*REQUIRED ACTIONS*:
a - Transcribe the passage of the essay about the January robin from "If you don't" to "for them all.".
b - According to the essay about the January robin, why did the narrator fear the early robins would find nothing to eat? Answer in one to three sentences.
c - Resume the essay about the January robin after its final sentence.

*TEXT EXCERPT*:
I enjoyed our false spring. And then late in the month I stepped out of my garage and came face-to-face with spring itself. Sitting in my neighbor's crab apple tree was Turdus migratorius Linnaeus, a great big fat red breasted robin...in January... in central Indiana.
If you don't live where there is spring it is impossible to describe how joyous the arrival of the first robin makes you feel. They're like dear old friends returning home. And their arrival means green trees and green grass can't be far behind. Their bold patrols across your lawn invites you to return outside after a winter's sleep. They're morning song that begins long before dawn, means dawn is coming, never doubt it. But this particular robin redbreast, along with thirty or forty of his fellows, was two months early. And the abrupt return of winter the very next week must have come as an unpleasant shock for them all.
Turdus is latin for thrush, and the North American red breasted migratory thrush eats only worms and grubs and insects of all kinds. Our false spring may have fooled the thrushes but it had failed to deceive the worms or the Japanese beetle grubs who remained sleeping beneath my lawn. I feared that my feathered friends would find no larvae manna to sustain them. The life of a Robin is difficult even in normal times. These days of global warming, it must be doubly so.

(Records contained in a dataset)
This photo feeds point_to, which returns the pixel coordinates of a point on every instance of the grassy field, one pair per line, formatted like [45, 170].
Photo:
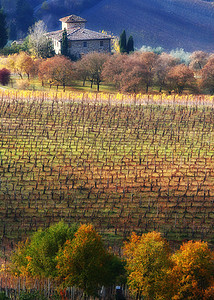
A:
[123, 167]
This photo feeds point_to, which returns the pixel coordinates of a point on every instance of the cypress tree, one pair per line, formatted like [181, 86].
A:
[24, 15]
[122, 42]
[130, 44]
[64, 49]
[3, 29]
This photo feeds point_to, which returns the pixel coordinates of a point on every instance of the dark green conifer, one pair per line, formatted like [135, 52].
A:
[3, 29]
[24, 16]
[64, 49]
[122, 42]
[130, 44]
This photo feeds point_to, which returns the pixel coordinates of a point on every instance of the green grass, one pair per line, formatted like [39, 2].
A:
[122, 168]
[36, 85]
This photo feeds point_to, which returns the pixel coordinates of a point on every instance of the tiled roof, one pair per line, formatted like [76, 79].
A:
[72, 19]
[78, 34]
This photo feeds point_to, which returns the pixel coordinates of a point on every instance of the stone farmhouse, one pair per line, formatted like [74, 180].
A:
[80, 40]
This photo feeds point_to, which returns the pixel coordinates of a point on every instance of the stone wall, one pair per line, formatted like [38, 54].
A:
[77, 48]
[71, 25]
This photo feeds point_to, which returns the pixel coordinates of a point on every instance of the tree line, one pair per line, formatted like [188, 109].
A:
[77, 256]
[133, 73]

*ANSWERS PER TASK*:
a -
If you don't live where there is spring it is impossible to describe how joyous the arrival of the first robin makes you feel. They're like dear old friends returning home. And their arrival means green trees and green grass can't be far behind. Their bold patrols across your lawn invites you to return outside after a winter's sleep. They're morning song that begins long before dawn, means dawn is coming, never doubt it. But this particular robin redbreast, along with thirty or forty of his fellows, was two months early. And the abrupt return of winter the very next week must have come as an unpleasant shock for them all.

b - The robin eats only worms, grubs and insects. The false spring had not deceived the worms or the Japanese beetle grubs, which were still sleeping beneath the lawn, so the narrator feared the birds would find no larvae to sustain them.

c -
Robins are not supposed to arrive before spring; but they do, some of them, every year. Like most species, they don't always fit neatly into the clean and precise text book charting of their behavior patterns. I guess no one bothered to explain the rules of robin migration to the robins themselves. Only humans think in terms of rules, of correct and incorrect, of predator and scavenger, just and injustice, divine and sinful. Mother Nature can rarely afford to tolerate such absolutes. In each generation of robins there are Robin Goodfellows, avian Pucks who are the early birds. In good years they get the worm and the best nesting sites. In bad years they rarely survive. They can also be the late birds who tarry on their way north, so that should winter refuse to release her choke hold until April or May, the feathered slothful may inherit the earth.
Even in a species as driven by genetics as these bold worm eaters there are odd ball individuals who break the rules, who come early and stay late. They are the members of a pigeon flock you see stretched out along a telephone line, but sitting off by themselves; more vulnerable to hawks but a sort of gene insurance against some more unlikely disaster that would sacrifice the flock itself. They are the bears who awake during hibernation and go prowling for a February snack. And times such as these seem to favor the oddballs - dare I call them the adventurous?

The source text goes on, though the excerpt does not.